Count the lines in the data below that contain the string "mountain" and give only that number.

--- start of Records for processing ---

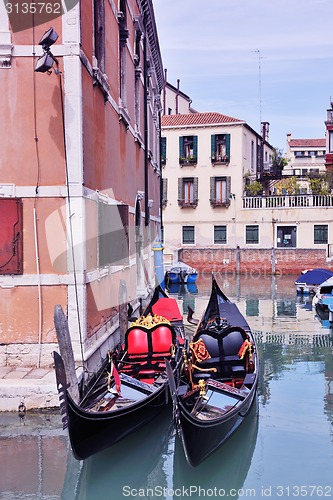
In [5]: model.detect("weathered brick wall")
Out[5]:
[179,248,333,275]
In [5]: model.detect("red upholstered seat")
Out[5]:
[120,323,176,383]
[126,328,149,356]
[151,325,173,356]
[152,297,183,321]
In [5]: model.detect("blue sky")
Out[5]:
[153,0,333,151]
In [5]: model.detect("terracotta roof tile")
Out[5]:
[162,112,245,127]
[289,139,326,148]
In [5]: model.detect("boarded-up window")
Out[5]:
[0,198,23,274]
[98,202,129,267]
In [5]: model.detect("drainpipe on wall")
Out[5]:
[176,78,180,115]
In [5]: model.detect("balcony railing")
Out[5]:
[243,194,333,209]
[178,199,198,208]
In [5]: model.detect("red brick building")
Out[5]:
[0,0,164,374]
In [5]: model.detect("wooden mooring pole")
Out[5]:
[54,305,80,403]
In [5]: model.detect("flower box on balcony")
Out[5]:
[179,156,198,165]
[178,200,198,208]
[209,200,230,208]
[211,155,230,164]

--- end of Records for processing ---
--- start of Records for processing ---

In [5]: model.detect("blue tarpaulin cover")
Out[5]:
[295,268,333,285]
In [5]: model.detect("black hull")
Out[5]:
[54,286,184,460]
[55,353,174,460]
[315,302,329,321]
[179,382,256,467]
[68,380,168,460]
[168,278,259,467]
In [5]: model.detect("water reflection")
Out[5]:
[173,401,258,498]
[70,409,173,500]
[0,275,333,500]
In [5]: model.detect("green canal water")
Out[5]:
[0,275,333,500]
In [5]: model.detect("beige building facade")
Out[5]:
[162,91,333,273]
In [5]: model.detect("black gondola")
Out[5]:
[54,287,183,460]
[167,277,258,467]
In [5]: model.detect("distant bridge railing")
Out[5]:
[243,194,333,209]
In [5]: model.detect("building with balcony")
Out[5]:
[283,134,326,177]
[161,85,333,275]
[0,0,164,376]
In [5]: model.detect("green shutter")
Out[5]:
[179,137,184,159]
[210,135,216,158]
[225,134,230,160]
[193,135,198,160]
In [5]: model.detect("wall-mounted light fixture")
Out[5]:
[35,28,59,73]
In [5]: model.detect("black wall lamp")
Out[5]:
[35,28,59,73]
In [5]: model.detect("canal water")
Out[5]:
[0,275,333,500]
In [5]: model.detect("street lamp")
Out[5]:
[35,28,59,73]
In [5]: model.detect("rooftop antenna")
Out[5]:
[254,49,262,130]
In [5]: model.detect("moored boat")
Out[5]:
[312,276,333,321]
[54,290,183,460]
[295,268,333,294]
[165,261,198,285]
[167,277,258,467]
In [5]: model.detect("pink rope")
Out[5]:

--- end of Records for processing ---
--- start of Records for processing ---

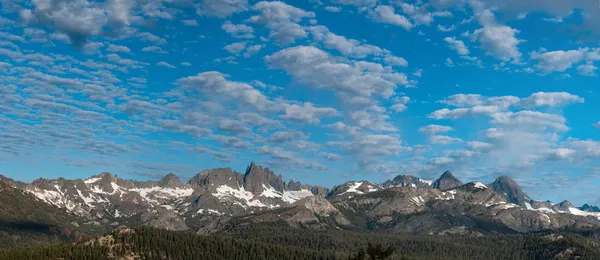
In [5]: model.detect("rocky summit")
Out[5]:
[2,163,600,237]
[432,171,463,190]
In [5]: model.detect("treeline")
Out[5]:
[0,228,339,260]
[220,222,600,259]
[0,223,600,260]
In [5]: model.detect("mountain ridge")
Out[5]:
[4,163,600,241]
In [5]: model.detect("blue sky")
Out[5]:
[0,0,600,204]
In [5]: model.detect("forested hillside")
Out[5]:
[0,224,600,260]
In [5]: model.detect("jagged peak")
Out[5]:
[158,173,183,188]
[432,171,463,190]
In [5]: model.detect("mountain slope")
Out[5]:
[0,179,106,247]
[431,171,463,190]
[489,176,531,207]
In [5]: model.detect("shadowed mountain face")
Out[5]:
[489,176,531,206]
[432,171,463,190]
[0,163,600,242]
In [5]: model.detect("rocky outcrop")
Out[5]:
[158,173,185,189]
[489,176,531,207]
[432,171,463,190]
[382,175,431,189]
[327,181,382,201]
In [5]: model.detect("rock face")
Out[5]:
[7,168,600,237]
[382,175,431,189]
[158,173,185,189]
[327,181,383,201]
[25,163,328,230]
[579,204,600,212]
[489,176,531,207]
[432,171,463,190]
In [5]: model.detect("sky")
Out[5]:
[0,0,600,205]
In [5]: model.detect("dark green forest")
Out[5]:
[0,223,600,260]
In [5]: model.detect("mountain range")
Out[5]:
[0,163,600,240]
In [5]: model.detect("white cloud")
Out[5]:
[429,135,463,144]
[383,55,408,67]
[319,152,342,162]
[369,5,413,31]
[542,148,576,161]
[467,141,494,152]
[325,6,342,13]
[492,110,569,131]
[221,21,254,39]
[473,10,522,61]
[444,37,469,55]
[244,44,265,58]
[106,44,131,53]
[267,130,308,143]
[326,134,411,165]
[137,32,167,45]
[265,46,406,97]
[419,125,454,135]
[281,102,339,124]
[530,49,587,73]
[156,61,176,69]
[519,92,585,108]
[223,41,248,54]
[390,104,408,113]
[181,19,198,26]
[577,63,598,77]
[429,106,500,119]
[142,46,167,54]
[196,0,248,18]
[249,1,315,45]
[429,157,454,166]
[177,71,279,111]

--- end of Records for processing ---

— In response —
4